◆ Document segment:
- Opening Delimiter -
Kata Issari
Regional Director - Hawaiʻi
"I believe strongly in the power of communities to create lasting change. Like the Joyful Heart Foundation, ending violence against women and girls is my life's work. My particular passion is linking violence against women and girls to an anti-oppression framework that also addresses the importance of maintaining our health and well-being as advocates, organizations, and community members. What better place to bring all this together than at the Joyful Heart Foundation? I'm thrilled to be of service to Joyful Heart and my adopted community of Hawaiʻi by fulfilling the vision of Joyful Heart and my own vision of a world of peace, justice and balance."
Kata Issari has been working in the field of sexual and domestic violence for 30 years. She is an advocate, educator, fundraiser, therapist and community activist with over 20 years experience as a manager, organizational consultant and anti-oppression trainer. After completing her MSW at the University of Michigan, Kata established the first clinical program and 24-hour rape crisis line, at the U of M campus' Sexual Assault Prevention and Awareness Center. She has served on the boards of the National Coalition Against Sexual Assault, Advocates for Abused and Battered Lesbians (now the Northwest Network) and the Women's Funding Alliance in Seattle. Kata has lectured throughout the U.S. on a variety of issues related to sexual and domestic violence.
She is a founding member of INCITE! Women of Color Against Violence and is currently a consultant/trainer for the Advocacy Learning Center, a project of Praxis International and Manavi. Originally from Iran, Kata immigrated to the U.S. as a child and currently lives in Honolulu, where for over a decade she managed PACT Family Peace Center, a domestic violence program serving survivors, batterers and children exposed to domestic violence. While at Family Peace Center, Kata was instrumental in helping to design and implement Namelehuapono, the only existing culturally-based, domestic violence intervention for Native Hawaiian and Polynesian survivors and offenders. She also led the development of the Keiki Safe Project, a school-based counseling and community response model for children exposed to domestic violence and collaborated to secure federal funding for PACT Family Peace Center's award as one of ten national sites for the Department of Justice's Safe Start Promising Practices initiative, both research partnerships with the University of Hawaiʻi at Mānoa.
- Closing Delimiter -
[Referring expression grounding data]
- Opening Delimiter -
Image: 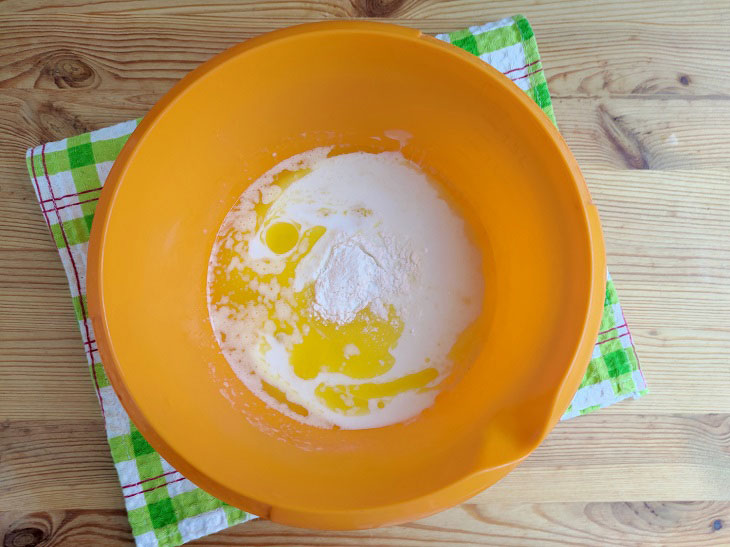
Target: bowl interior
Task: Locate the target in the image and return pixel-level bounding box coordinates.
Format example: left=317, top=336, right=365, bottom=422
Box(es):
left=91, top=25, right=594, bottom=532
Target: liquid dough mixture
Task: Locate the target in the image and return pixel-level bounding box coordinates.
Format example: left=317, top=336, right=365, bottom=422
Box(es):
left=208, top=148, right=484, bottom=429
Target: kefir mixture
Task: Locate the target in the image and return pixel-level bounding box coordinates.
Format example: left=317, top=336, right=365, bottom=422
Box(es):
left=208, top=148, right=484, bottom=429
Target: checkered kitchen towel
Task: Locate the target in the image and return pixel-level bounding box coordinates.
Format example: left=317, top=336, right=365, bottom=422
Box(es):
left=27, top=16, right=646, bottom=547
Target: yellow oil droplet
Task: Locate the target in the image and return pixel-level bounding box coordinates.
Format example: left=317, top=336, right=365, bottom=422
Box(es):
left=314, top=368, right=438, bottom=416
left=266, top=222, right=299, bottom=255
left=210, top=161, right=456, bottom=422
left=289, top=292, right=403, bottom=380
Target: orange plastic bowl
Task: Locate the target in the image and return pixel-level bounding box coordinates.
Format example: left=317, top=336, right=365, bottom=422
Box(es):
left=88, top=22, right=605, bottom=529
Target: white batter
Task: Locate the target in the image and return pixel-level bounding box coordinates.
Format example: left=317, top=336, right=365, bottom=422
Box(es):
left=209, top=149, right=483, bottom=429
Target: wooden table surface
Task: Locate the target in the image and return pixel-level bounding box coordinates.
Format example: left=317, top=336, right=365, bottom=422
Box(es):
left=0, top=0, right=730, bottom=547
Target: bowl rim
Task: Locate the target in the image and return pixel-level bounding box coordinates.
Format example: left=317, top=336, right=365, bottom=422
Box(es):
left=87, top=21, right=606, bottom=529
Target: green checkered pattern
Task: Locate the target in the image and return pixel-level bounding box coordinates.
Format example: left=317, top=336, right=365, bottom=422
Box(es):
left=27, top=120, right=255, bottom=547
left=26, top=16, right=646, bottom=547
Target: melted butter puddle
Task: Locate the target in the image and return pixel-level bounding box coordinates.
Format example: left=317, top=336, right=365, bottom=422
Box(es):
left=209, top=149, right=484, bottom=427
left=212, top=163, right=426, bottom=416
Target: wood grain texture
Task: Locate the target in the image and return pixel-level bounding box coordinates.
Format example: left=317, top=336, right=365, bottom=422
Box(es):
left=0, top=0, right=730, bottom=547
left=0, top=502, right=730, bottom=547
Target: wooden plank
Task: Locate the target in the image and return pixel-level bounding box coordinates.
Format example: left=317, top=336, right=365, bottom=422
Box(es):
left=4, top=0, right=728, bottom=25
left=0, top=15, right=730, bottom=99
left=0, top=412, right=730, bottom=511
left=0, top=502, right=730, bottom=547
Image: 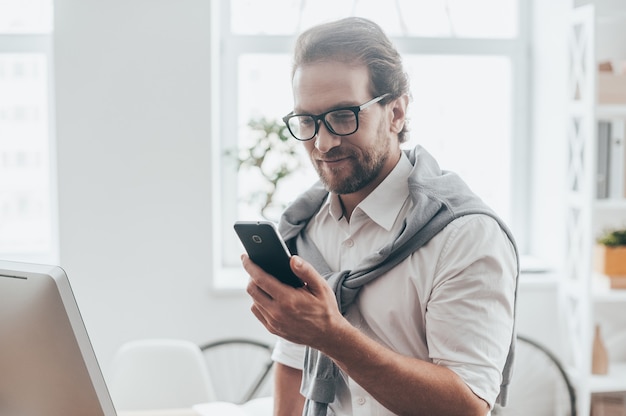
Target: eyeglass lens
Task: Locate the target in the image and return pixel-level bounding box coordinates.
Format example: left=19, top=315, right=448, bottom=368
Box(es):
left=289, top=110, right=357, bottom=140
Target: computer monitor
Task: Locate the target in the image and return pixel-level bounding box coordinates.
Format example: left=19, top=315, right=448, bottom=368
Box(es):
left=0, top=260, right=116, bottom=416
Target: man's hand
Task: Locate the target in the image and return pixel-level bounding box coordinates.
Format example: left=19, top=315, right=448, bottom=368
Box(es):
left=241, top=254, right=349, bottom=349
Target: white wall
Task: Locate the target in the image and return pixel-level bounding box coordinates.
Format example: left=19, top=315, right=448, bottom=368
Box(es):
left=54, top=0, right=271, bottom=374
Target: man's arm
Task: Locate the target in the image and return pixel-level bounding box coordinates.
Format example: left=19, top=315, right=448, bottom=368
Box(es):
left=274, top=363, right=304, bottom=416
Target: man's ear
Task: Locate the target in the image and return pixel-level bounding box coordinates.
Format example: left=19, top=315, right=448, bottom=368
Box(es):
left=389, top=94, right=409, bottom=134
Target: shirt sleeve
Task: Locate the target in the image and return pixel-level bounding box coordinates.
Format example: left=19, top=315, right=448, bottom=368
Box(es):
left=272, top=338, right=306, bottom=370
left=426, top=215, right=517, bottom=407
- Closing Delimiter -
◆ What needs to be done: In the profile of Kata Issari, how does she explain why the Joyful Heart Foundation is the right place for her work? Answer in one to three sentences. The records are separate material and have no connection to the text about Kata Issari.

◆ Expected output: She says that, like the Joyful Heart Foundation, she has made ending violence against women and girls her life's work. Her passion is linking that work to an anti-oppression framework that also addresses the health and well-being of advocates, organizations and community members. She asks what better place there is to bring all of this together than Joyful Heart.